Composition and Structure
Although we cannot see into these planets, astronomers are confident that the interiors of Jupiter and Saturn are composed primarily of hydrogen and helium. Of course, these gases have been measured only in their atmosphere, but calculations first carried out more than 50 years ago showed that these two light gases are the only possible materials out of which a planet with the observed masses and densities of Jupiter and Saturn could be constructed.
The deep internal structures of these two planets are difficult to predict. This is mainly because these planets are so big that the hydrogen and helium in their centers become tremendously compressed and behave in ways that these gases can never behave on Earth. The best theoretical models we have of Jupiter’s structure predict a central pressure greater than 100 million bars and a central density of about 31 g/cm3. (By contrast, Earth’s core has a central pressure of 4 million bars and a central density of 17 g/cm3.)

JOB A: Copy the passage on Jupiter and Saturn word for word, starting with "Composition and Structure" and going on through "could be constructed.".
JOB B: Does each of these statements agree with the passage on Jupiter and Saturn? Answer yes or no for each, and quote the words from the passage that decide it. (i) Hydrogen and helium have been measured directly inside Jupiter and Saturn. (ii) Earth's core has a central density of 17 g/cm3. (iii) The calculations showing what the two planets are made of were first done more than 50 years ago.

DATA PROVIDED:
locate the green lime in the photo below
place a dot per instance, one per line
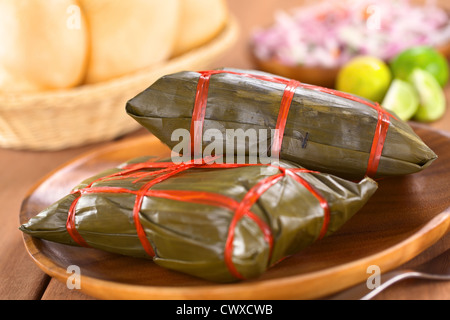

FULL OUTPUT A:
Composition and Structure
Although we cannot see into these planets, astronomers are confident that the interiors of Jupiter and Saturn are composed primarily of hydrogen and helium. Of course, these gases have been measured only in their atmosphere, but calculations first carried out more than 50 years ago showed that these two light gases are the only possible materials out of which a planet with the observed masses and densities of Jupiter and Saturn could be constructed.

FULL OUTPUT B:
(i) No: "these gases have been measured only in their atmosphere"
(ii) Yes: "a central density of 17 g/cm3"
(iii) Yes: "calculations first carried out more than 50 years ago"